PROMPT:
Copy word for word the lines of the entries that start at the line containing "target | rock crevice" and end at the last line of the entries.

※

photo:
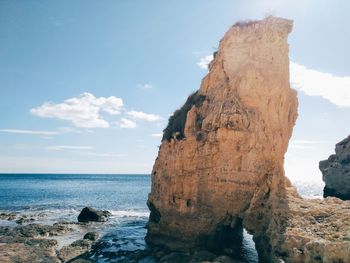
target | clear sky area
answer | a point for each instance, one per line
(88, 86)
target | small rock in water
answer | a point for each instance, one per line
(203, 255)
(89, 214)
(93, 236)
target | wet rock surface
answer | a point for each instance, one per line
(221, 161)
(336, 171)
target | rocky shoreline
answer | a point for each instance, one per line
(28, 241)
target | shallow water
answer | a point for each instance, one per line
(49, 198)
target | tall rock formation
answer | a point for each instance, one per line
(222, 152)
(220, 164)
(336, 171)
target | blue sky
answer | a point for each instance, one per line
(87, 86)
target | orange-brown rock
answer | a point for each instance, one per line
(220, 164)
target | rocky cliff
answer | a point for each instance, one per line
(336, 171)
(220, 164)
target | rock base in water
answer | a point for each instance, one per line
(89, 214)
(336, 171)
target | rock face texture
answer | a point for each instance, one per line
(220, 164)
(89, 214)
(336, 171)
(221, 157)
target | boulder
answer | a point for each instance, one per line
(93, 236)
(89, 214)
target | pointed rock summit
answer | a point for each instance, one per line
(220, 164)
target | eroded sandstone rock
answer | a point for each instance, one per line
(336, 171)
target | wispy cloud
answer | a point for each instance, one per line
(83, 111)
(205, 61)
(30, 132)
(127, 124)
(146, 86)
(315, 83)
(108, 155)
(69, 147)
(143, 116)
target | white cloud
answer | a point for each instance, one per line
(83, 111)
(157, 135)
(143, 116)
(30, 132)
(205, 61)
(69, 147)
(315, 83)
(126, 123)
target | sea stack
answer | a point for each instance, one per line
(221, 157)
(336, 171)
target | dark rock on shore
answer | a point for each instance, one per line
(89, 214)
(336, 171)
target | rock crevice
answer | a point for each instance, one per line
(227, 168)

※

WRITTEN SOLUTION:
target | rock crevice
answer | a point for each instance, one per line
(227, 168)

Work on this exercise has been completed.